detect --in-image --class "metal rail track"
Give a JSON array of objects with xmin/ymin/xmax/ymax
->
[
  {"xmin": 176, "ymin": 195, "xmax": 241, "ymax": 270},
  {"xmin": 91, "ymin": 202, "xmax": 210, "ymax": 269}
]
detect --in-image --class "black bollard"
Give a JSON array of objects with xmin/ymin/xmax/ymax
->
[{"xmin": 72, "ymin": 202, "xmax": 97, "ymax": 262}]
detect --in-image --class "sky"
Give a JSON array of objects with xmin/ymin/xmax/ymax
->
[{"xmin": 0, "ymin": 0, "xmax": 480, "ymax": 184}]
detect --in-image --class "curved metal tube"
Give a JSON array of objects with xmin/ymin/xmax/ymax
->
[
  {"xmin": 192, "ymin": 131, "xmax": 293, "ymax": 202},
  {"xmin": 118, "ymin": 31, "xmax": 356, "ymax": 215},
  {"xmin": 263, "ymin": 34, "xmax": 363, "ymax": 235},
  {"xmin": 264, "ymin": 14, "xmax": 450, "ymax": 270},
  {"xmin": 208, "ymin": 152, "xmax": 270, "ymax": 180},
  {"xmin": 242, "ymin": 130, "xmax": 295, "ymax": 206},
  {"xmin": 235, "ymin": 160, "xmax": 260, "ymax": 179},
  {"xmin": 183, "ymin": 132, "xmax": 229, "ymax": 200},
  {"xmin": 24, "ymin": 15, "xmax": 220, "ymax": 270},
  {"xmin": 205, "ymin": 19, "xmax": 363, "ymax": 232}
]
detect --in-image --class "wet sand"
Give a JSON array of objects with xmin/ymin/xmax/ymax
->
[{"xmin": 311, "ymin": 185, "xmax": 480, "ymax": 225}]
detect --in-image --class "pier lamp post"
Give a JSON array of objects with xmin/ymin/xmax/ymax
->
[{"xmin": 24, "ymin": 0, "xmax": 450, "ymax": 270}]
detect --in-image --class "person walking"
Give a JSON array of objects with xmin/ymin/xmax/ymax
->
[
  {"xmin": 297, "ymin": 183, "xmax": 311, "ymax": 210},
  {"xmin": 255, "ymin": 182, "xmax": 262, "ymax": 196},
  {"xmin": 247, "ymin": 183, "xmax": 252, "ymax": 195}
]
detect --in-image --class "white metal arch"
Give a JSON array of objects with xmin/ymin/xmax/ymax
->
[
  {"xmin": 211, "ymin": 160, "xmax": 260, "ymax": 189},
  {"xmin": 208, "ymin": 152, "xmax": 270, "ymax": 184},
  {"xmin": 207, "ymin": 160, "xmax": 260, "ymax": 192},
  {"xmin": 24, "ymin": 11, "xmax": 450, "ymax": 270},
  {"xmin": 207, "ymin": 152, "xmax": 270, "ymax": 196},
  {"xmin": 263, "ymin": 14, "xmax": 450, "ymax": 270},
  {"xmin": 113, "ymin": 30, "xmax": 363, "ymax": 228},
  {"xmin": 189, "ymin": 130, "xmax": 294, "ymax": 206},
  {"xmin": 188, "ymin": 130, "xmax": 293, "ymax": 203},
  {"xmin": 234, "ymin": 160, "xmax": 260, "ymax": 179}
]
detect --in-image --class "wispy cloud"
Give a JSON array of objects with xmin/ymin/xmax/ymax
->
= = = =
Pull out every line of the records above that contains the word "class". Case counts.

**TASK ANSWER**
detect --in-image --class "metal rail track"
detect --in-image --class "black bollard"
detect --in-image --class "sky"
detect --in-image --class "curved metal tube"
detect --in-image --class "wet sand"
detect --in-image --class "pier lamp post"
detect --in-image --class "person walking"
detect --in-image --class "white metal arch"
detect --in-image --class "wispy cloud"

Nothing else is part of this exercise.